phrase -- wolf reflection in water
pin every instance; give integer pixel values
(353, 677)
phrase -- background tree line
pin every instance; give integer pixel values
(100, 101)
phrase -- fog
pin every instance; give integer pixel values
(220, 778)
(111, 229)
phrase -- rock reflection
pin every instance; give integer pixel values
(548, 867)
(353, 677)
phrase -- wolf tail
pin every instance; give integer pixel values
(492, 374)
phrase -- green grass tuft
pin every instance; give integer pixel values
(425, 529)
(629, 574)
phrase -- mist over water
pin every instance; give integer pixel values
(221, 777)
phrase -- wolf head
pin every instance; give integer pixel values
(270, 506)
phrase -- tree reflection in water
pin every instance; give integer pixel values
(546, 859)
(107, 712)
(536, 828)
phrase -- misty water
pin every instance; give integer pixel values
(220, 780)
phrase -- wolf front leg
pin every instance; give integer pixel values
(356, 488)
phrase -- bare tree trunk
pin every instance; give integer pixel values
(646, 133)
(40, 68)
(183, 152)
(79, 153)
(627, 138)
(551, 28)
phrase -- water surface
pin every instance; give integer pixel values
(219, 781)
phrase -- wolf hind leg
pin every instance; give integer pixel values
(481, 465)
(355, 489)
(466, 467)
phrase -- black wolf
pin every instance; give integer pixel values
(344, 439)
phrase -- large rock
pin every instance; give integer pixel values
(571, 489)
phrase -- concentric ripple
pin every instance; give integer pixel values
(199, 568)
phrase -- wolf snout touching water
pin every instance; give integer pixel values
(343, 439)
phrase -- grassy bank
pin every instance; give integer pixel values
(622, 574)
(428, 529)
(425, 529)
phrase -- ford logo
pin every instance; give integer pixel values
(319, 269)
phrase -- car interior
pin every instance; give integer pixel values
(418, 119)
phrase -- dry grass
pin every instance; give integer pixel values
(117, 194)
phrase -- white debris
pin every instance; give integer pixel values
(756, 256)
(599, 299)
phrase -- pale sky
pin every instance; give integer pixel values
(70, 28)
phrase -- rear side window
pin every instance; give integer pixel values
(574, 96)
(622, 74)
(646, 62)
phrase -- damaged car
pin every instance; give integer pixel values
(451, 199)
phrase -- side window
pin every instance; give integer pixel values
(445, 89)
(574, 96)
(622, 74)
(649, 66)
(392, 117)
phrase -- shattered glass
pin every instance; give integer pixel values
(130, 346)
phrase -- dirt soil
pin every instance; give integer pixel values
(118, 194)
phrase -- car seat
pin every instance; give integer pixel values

*Problem requirements*
Quote verbatim the line containing "phrase -- wolf hind leg" and every line after it through the end of the records above.

*Output below*
phrase -- wolf hind leg
pin every instance; give integer pixel values
(481, 465)
(355, 489)
(466, 467)
phrase -- black wolf
pin every instance; give integer pixel values
(344, 439)
phrase -- large rock
pin every instance; give integer pixel values
(571, 489)
phrase -- concentric ripple
pin every instance; give integer pixel values
(199, 568)
phrase -- wolf snout touching water
pin every instance; give integer pixel values
(343, 439)
phrase -- grassy bank
pin every instance; give integer pixel values
(622, 574)
(428, 529)
(425, 529)
phrase -- ford logo
pin every instance; give integer pixel values
(319, 269)
phrase -- car interior
pin every instance; give integer pixel values
(418, 119)
phrase -- dry grass
pin every instance; give integer pixel values
(117, 194)
phrase -- white debris
pin every instance; give integer pixel values
(756, 256)
(599, 299)
phrase -- pale sky
pin every instance; give integer pixel values
(70, 28)
phrase -- rear side window
pin every instance; give integer pixel values
(574, 96)
(622, 74)
(646, 62)
phrase -- damaged car
pin every instance; give integer pixel values
(451, 199)
phrase -- side window
pin every instance; give integer pixel values
(445, 89)
(574, 96)
(622, 74)
(649, 66)
(392, 117)
phrase -- shattered glass
pin every instance; give integer pixel values
(130, 346)
phrase -- dirt soil
pin every instance; give integer pixel values
(118, 194)
phrase -- car seat
pin every instance; give integer pixel values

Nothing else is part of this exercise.